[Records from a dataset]
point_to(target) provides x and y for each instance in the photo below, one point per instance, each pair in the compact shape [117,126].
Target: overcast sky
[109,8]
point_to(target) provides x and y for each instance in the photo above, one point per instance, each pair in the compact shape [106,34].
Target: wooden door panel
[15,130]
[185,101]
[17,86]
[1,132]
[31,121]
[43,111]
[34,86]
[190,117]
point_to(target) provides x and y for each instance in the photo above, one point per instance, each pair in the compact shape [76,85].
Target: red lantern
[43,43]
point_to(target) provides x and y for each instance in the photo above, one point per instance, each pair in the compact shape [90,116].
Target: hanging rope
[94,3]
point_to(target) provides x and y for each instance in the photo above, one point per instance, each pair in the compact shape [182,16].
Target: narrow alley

What you will do: Rewrite the rows above, replacing "compact shape" with "short form" everywhere it occurs and leaving all else unchanged.

Result of the exercise:
point_to(target) provides x and y for each instance in the photo below, one point per instance, each pair in the short form [117,126].
Target: overcast sky
[109,8]
point_to(target) provides x and y for each instance in the photo above, one point per instance, each pair in the short form [106,34].
Target: wooden door panel
[15,130]
[185,101]
[17,86]
[1,132]
[31,121]
[43,111]
[34,86]
[190,117]
point_to(target) provides x and y for each instance in the photo above, one point per instance, each pair in the short form [76,85].
Target: red lantern
[43,43]
point_to(target) provides x and y for each instance in the photo above, one point per instance, each pair in the short form [90,116].
Target: hanging rope
[94,3]
point_to(target) provides x and y for each instance in the photo above, one point per instance, each pair in the short form [182,16].
Target: narrow alley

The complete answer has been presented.